[Referring expression pointing data]
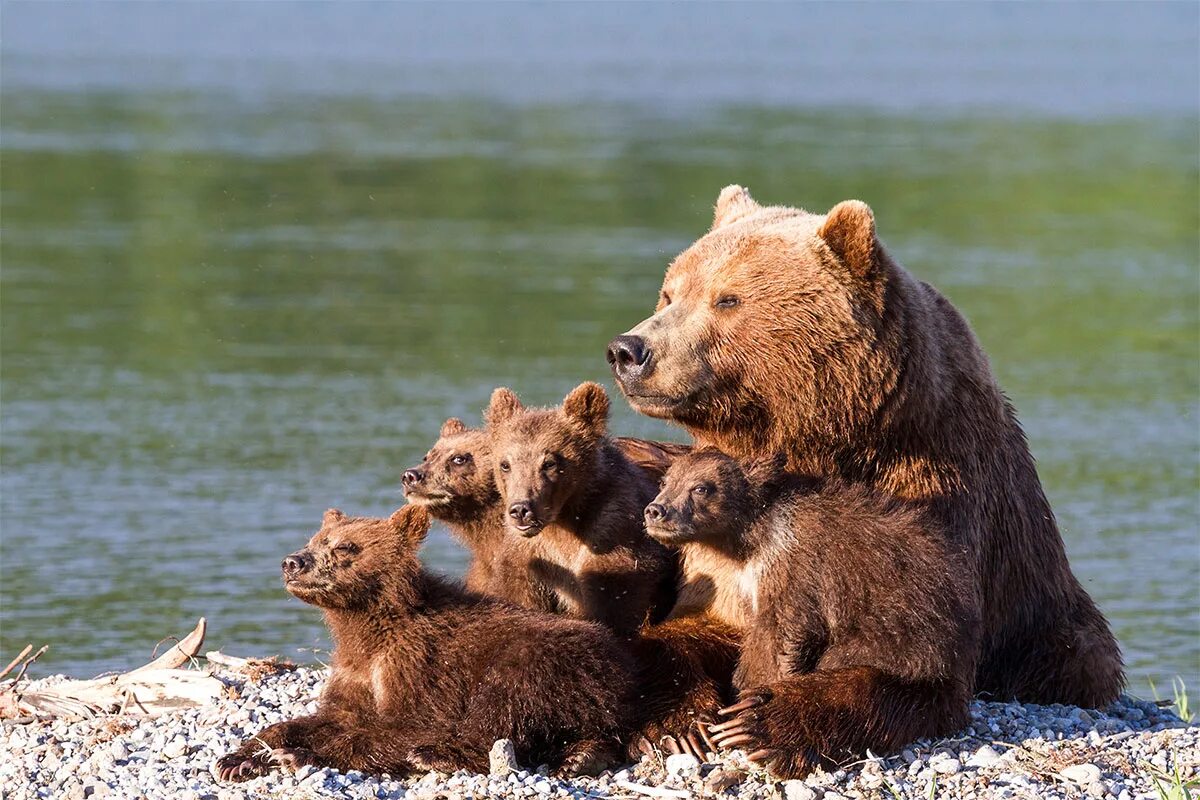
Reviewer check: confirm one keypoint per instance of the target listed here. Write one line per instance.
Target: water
(252, 258)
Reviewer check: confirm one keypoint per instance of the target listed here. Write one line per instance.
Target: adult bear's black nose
(629, 356)
(295, 564)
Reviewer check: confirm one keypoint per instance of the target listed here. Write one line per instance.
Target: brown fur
(684, 677)
(580, 531)
(455, 483)
(427, 675)
(859, 624)
(785, 331)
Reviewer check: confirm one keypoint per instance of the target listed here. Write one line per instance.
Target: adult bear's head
(774, 326)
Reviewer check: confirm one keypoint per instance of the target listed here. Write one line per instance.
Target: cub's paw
(292, 758)
(587, 758)
(251, 763)
(768, 728)
(243, 765)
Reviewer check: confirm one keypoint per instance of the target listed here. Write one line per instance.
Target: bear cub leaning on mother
(783, 331)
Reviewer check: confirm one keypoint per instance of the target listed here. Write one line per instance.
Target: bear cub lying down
(427, 675)
(857, 621)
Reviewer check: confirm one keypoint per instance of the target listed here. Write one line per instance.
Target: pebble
(984, 757)
(1081, 774)
(679, 763)
(169, 757)
(798, 791)
(503, 758)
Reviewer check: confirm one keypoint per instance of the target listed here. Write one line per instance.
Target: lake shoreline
(1009, 750)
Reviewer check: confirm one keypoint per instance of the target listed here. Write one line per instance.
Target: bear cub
(858, 623)
(576, 503)
(427, 675)
(454, 482)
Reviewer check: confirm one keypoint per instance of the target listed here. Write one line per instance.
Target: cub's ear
(765, 473)
(504, 405)
(588, 403)
(453, 426)
(849, 230)
(412, 523)
(732, 204)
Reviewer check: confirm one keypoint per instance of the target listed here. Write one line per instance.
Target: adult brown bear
(789, 331)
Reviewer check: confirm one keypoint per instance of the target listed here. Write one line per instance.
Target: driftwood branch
(149, 690)
(16, 661)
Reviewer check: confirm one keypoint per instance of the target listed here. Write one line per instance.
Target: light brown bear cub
(455, 483)
(427, 677)
(577, 501)
(684, 667)
(858, 627)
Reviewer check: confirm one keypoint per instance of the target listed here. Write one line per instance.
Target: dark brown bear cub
(859, 629)
(577, 501)
(427, 675)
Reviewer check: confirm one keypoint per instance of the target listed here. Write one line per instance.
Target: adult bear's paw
(769, 726)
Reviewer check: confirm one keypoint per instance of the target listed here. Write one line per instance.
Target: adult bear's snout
(629, 356)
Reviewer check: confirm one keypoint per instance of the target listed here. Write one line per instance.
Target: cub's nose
(655, 512)
(295, 564)
(629, 356)
(521, 512)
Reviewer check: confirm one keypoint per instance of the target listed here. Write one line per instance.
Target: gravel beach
(1008, 751)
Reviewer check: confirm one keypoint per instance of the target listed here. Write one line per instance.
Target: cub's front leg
(283, 745)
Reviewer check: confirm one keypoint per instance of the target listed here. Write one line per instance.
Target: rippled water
(246, 271)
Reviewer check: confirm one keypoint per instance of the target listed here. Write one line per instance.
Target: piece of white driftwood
(142, 692)
(179, 655)
(217, 657)
(149, 690)
(653, 791)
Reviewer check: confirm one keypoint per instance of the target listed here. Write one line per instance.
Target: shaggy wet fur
(455, 483)
(785, 331)
(574, 510)
(859, 626)
(427, 675)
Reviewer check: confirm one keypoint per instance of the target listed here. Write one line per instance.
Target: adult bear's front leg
(827, 717)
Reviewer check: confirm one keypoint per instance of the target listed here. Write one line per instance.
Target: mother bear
(787, 331)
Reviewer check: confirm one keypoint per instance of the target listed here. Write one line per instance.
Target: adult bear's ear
(453, 426)
(503, 407)
(412, 523)
(849, 230)
(732, 204)
(588, 404)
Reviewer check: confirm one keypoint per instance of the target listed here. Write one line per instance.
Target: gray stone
(799, 791)
(1081, 774)
(984, 757)
(720, 780)
(679, 763)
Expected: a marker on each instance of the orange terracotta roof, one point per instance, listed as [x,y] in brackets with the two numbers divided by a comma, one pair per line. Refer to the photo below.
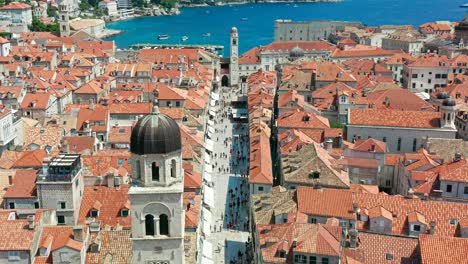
[112,201]
[120,134]
[14,233]
[394,118]
[24,185]
[370,145]
[192,205]
[439,249]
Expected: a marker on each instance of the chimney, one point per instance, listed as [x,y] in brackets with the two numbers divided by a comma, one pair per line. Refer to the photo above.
[387,101]
[294,244]
[355,207]
[30,222]
[66,147]
[329,145]
[432,224]
[78,233]
[353,238]
[110,180]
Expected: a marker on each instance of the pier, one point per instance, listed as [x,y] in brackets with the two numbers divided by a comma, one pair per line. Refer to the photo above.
[218,49]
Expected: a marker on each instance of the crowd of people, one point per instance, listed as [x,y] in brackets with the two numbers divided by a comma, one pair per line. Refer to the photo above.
[232,161]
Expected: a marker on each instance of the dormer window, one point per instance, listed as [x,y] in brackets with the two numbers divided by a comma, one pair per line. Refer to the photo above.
[282,254]
[124,212]
[94,213]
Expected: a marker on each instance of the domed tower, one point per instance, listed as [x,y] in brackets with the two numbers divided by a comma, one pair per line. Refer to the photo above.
[234,59]
[448,110]
[157,189]
[296,53]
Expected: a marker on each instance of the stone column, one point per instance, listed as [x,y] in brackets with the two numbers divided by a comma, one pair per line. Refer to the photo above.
[156,226]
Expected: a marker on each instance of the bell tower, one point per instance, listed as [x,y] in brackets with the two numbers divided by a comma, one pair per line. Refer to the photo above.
[234,60]
[157,189]
[64,20]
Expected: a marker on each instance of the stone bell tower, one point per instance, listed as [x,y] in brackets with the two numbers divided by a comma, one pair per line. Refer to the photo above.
[234,61]
[157,190]
[64,20]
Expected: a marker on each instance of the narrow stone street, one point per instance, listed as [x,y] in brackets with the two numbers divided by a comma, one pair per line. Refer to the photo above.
[229,161]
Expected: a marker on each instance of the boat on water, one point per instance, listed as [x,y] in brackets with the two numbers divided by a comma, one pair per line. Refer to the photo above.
[163,37]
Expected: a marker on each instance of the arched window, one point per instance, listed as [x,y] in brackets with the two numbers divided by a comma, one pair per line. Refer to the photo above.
[149,225]
[173,168]
[163,225]
[138,172]
[155,171]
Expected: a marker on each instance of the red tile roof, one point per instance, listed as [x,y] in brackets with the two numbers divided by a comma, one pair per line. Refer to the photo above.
[438,249]
[370,145]
[24,185]
[112,201]
[314,239]
[14,233]
[394,118]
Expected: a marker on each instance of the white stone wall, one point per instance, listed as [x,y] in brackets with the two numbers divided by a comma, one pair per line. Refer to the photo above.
[458,189]
[392,134]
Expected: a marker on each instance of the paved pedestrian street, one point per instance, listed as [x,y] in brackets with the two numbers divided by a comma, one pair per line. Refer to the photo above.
[229,161]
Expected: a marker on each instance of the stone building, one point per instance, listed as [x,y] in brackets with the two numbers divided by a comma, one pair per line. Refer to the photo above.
[288,30]
[157,194]
[60,185]
[402,131]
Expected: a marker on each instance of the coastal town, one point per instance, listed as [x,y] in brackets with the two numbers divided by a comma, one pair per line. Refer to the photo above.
[335,143]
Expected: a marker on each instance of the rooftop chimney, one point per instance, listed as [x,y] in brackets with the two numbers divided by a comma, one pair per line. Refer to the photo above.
[353,237]
[432,224]
[30,222]
[78,233]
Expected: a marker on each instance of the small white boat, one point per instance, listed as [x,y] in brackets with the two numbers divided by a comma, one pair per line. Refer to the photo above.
[163,37]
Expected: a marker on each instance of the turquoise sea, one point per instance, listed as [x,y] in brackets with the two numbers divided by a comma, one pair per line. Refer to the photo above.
[257,28]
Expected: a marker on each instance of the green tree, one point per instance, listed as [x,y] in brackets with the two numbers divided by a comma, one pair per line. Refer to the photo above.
[38,26]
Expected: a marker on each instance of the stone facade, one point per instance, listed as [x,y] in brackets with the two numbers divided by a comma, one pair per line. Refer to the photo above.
[157,208]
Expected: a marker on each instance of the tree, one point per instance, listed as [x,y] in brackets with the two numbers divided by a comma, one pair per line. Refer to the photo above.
[38,26]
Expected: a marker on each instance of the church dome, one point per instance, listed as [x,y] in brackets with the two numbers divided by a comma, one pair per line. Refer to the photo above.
[442,95]
[449,102]
[296,52]
[155,133]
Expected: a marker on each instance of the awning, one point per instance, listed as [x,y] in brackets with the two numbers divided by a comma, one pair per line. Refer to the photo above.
[207,215]
[207,250]
[209,169]
[209,144]
[215,96]
[206,260]
[207,177]
[206,228]
[212,102]
[208,196]
[207,158]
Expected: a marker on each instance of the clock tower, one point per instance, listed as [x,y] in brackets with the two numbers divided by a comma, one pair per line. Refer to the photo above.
[234,62]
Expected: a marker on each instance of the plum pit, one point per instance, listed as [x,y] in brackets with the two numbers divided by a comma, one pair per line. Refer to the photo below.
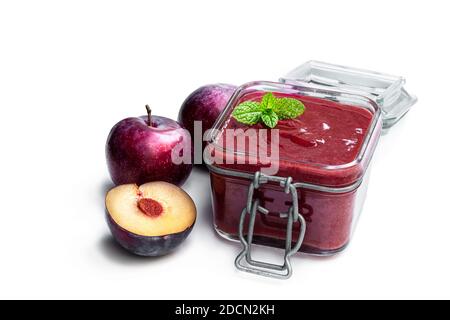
[150,207]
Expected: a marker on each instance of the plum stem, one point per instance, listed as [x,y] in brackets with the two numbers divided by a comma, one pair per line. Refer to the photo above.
[149,115]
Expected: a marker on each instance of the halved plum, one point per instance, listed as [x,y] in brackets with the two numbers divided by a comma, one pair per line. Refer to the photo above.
[150,220]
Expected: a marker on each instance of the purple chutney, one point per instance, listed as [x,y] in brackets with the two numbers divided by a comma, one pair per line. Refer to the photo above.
[319,147]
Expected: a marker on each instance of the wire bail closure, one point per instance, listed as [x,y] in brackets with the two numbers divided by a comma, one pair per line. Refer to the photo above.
[253,207]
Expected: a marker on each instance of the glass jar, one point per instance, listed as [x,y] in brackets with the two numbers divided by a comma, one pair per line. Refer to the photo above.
[301,186]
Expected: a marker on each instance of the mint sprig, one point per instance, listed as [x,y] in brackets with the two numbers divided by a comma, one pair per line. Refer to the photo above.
[269,111]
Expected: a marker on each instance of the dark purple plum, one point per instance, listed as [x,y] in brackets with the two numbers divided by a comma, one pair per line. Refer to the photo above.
[205,104]
[139,150]
[150,220]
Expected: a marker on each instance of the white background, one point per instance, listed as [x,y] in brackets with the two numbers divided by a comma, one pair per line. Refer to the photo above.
[69,70]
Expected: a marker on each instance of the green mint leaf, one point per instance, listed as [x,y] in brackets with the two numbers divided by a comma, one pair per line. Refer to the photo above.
[288,108]
[270,118]
[248,112]
[269,111]
[268,101]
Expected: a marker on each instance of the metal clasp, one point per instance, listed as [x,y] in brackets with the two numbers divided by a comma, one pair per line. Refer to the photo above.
[253,207]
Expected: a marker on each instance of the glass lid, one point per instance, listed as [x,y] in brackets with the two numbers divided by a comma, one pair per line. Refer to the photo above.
[386,90]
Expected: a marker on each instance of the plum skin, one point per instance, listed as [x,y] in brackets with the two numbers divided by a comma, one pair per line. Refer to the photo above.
[205,104]
[137,153]
[147,246]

■ **Problem requirements**: Set down, please, the lines from the line holding "Expected: a marker on each instance of the white background, one" through the final line of the data, exactly and with nothing added.

■ **Reply to the exercise**:
Expected: a marker on each instance of the white background, one point per instance, listed as [x,y] in brackets with the two numbers divided by a comma, one pair per line. Refer to the photo above.
[69,70]
Expected: a marker on each instance of the green mint leaf, one point per instance, listed as [x,y] in brackets with the two numbers divided by a comma, one pair per line. Refer to the photo above.
[288,108]
[270,118]
[248,112]
[269,111]
[268,101]
Expected: a marker on each instance of the metal clasp, one point per instance, listed as [x,y] in brackets with the two numbers divided by a comma, one pair per line. Refer to the photo above.
[253,207]
Expected: a marker on each instance of the glass lid, one point per instance, listed as [x,y] in brackets with the two numbers divided by a comma, one pair per line. Refer to the photo above.
[386,90]
Expected: a marker on each instance of the plum skin, one point per instance, listed as [x,y] in brackets with the two numbers divided by a comma, one pair per line. Refer to the photo above.
[205,104]
[137,153]
[147,246]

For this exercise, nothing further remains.